- Extract provided:
BEGIN
TommyJones / textmineR

An aid for text mining in R, with a syntax that should be familiar to experienced R users. Provides a wrapper for several topic models that take similarly-formatted input and give similarly-formatted output. Has additional functionality for analyzing and diagnostics for topic models.
Other
106 stars 34 forks source link

Parallel execution fails on Windows when TmParallelApply called from inside a function #21

Closed tlutz1 closed 8 years ago

tlutz1 commented 8 years ago

I think it has something to do with the environment that TmParallelApply is looking within. If I have something in my work space with the right name, the error does not happen. Examples below

Fails, because I don't have anything in my work space named stopword_vec

rm(list=ls())
data(nih_sample)
 dtm <- CreateDtm(nih_sample$ABSTRACT_TEXT, 
                  doc_names = nih_sample$APPLICATION_ID, 
                  ngram_window = c(1, 2))

Fails for the same reason

rm(list=ls())
data(nih_sample)
END
- Source material:
BEGIN
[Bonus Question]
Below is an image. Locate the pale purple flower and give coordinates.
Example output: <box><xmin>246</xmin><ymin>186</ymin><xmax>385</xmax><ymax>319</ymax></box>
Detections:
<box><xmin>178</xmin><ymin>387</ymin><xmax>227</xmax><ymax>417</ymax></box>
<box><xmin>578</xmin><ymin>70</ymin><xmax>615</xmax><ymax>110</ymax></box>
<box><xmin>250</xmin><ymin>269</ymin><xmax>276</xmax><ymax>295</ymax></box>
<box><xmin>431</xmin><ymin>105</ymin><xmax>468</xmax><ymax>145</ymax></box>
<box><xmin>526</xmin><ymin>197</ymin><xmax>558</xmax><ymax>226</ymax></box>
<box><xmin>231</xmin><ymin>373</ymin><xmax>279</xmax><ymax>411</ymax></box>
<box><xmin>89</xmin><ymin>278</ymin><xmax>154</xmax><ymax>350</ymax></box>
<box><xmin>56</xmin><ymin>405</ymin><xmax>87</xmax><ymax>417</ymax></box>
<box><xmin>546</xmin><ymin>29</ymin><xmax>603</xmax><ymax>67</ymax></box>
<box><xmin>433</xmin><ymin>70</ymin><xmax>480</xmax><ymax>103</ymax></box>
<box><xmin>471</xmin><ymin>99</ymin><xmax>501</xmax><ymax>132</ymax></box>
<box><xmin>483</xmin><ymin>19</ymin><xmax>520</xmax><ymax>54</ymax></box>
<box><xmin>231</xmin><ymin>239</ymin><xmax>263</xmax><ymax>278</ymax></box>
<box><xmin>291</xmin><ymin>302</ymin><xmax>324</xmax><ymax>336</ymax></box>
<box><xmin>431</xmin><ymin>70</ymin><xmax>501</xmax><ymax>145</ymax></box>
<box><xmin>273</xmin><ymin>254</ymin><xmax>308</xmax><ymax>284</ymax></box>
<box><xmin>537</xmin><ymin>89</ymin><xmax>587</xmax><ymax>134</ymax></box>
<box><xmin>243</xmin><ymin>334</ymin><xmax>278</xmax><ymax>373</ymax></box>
END
Based on the issue thread, explain in one to three sentences why the poster says the first example fails. The listing comes from a separate source unrelated to the issue thread.

It fails because the workspace has nothing named stopword_vec. The poster thinks the problem lies in which environment TmParallelApply looks in, since the error doesn't happen when something with the right name is in the workspace.